[[ INFORMATION SHOWN open ]]

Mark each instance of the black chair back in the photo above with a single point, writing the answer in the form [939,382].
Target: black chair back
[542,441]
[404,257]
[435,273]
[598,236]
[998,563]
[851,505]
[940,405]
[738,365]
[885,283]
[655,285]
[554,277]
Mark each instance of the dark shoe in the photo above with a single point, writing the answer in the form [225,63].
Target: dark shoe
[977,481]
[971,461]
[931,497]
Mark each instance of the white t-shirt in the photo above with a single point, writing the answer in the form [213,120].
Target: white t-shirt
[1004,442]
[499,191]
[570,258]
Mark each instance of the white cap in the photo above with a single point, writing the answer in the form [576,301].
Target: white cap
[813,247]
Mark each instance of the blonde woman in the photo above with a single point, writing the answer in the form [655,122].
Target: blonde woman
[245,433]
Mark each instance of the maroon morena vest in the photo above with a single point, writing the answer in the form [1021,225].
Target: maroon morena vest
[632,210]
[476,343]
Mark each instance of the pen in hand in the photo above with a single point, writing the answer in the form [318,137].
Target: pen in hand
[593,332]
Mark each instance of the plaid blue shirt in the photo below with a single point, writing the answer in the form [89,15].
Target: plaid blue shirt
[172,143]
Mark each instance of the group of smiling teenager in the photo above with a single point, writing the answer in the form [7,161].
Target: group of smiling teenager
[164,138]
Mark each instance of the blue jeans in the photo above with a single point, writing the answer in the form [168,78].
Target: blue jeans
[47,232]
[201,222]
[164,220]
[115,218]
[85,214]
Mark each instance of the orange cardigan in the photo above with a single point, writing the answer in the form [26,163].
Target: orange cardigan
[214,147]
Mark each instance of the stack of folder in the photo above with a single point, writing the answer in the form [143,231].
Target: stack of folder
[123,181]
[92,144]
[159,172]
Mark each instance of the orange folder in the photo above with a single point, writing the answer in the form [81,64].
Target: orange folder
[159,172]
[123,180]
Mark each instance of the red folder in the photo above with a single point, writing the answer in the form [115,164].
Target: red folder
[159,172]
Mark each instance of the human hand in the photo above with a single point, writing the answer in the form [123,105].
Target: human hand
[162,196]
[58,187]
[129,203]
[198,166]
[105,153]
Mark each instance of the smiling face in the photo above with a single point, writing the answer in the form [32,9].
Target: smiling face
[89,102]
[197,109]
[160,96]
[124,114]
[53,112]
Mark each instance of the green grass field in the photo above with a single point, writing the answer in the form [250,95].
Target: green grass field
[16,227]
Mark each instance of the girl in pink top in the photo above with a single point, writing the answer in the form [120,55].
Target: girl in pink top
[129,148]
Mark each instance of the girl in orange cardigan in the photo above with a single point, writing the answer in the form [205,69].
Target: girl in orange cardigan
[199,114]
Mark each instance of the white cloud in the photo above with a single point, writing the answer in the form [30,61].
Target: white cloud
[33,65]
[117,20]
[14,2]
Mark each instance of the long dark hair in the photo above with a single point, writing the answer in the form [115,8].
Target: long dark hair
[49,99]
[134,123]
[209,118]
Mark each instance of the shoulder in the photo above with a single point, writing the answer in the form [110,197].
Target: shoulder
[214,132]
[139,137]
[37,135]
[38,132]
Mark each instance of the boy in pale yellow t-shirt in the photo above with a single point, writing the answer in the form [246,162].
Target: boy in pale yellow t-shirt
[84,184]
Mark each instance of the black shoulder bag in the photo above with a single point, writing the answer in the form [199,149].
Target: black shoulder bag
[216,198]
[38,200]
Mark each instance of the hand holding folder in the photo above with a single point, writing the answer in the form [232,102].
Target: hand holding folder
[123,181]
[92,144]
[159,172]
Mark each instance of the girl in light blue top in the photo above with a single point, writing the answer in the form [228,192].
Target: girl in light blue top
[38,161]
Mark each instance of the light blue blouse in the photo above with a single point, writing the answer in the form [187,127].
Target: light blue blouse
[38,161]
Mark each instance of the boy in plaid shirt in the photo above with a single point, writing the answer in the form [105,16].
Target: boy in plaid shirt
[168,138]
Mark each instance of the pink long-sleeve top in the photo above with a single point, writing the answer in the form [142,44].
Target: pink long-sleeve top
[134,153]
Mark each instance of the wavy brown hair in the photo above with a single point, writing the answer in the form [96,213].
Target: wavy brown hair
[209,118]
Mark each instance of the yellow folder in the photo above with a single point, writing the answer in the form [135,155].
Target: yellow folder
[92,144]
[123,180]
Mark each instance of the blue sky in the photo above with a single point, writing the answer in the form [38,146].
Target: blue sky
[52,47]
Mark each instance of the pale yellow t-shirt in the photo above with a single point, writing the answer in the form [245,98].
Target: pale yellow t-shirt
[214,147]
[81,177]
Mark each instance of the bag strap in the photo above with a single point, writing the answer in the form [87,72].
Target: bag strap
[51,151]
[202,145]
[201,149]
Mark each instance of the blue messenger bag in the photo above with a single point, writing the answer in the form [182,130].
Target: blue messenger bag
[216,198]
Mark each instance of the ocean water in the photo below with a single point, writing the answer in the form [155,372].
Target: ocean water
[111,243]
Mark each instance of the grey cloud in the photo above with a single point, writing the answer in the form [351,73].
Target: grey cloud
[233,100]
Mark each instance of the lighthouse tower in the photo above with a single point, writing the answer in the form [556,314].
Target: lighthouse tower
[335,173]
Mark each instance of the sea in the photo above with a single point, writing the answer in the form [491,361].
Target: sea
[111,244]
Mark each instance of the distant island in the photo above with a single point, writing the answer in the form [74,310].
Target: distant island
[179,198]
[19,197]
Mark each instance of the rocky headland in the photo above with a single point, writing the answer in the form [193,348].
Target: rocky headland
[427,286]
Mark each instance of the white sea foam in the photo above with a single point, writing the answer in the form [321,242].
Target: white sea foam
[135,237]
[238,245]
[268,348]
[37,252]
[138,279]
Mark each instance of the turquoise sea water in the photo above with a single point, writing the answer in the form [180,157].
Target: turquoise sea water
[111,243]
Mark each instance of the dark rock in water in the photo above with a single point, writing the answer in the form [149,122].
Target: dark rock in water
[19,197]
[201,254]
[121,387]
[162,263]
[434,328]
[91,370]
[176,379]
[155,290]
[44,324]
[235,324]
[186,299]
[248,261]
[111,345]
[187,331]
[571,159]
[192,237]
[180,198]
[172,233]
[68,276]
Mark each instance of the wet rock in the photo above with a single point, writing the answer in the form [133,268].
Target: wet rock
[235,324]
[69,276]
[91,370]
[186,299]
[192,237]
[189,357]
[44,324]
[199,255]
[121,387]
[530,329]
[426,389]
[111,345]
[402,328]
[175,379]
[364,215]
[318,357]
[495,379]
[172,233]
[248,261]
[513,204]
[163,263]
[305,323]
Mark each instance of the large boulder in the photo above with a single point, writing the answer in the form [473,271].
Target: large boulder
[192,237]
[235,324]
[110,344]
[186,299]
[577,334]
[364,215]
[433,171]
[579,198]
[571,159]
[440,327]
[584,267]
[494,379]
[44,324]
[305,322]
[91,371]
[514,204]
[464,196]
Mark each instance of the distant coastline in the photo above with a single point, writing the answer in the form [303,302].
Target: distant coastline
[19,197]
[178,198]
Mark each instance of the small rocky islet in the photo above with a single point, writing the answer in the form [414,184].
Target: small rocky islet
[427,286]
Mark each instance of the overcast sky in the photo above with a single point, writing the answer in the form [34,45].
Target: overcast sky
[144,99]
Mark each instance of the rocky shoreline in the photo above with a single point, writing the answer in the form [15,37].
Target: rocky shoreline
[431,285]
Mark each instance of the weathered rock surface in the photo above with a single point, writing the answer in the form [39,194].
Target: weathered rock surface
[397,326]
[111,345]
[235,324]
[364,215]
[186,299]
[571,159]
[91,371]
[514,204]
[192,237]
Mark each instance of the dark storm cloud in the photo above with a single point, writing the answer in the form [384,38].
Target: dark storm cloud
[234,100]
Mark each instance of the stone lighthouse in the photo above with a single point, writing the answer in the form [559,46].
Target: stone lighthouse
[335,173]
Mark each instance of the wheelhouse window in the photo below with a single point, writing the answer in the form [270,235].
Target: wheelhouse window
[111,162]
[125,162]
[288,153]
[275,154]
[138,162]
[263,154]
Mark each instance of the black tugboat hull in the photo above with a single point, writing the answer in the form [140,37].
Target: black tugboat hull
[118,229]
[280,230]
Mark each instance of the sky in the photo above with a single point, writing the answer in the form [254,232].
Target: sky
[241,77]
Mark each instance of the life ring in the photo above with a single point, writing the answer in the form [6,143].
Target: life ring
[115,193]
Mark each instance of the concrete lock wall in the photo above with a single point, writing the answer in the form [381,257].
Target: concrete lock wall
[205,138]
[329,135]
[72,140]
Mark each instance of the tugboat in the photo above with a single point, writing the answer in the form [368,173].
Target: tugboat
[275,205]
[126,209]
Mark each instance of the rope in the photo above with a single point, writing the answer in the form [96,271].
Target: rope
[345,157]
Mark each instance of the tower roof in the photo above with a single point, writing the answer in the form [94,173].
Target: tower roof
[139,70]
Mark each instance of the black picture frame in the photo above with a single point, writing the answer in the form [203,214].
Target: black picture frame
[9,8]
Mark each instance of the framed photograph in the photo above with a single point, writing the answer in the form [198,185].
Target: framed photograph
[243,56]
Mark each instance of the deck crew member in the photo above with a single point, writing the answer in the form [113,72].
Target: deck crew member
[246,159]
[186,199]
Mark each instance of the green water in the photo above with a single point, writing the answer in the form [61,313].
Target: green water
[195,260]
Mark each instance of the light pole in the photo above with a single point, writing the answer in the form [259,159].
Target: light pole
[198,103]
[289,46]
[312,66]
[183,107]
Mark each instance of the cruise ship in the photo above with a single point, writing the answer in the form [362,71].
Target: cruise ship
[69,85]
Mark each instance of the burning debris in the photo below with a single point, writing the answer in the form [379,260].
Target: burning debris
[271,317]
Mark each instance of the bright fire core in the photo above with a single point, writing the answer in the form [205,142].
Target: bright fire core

[[ INFORMATION SHOWN closed ]]

PROBLEM TO SOLVE:
Collect the lines of the data that carry the word "below".

FINAL ANSWER:
Mark each instance of the plaid blue shirt in the photo below with a single point, writing the answer in the form [89,15].
Mark each instance of the ocean water in the photo below with a single point, writing the answer in the form [155,372].
Mark each instance of the wheelhouse window in the photo below with a single point, writing the answer in the form [270,235].
Mark each instance of the burning debris in the photo below with a single point, writing the answer in the form [379,260].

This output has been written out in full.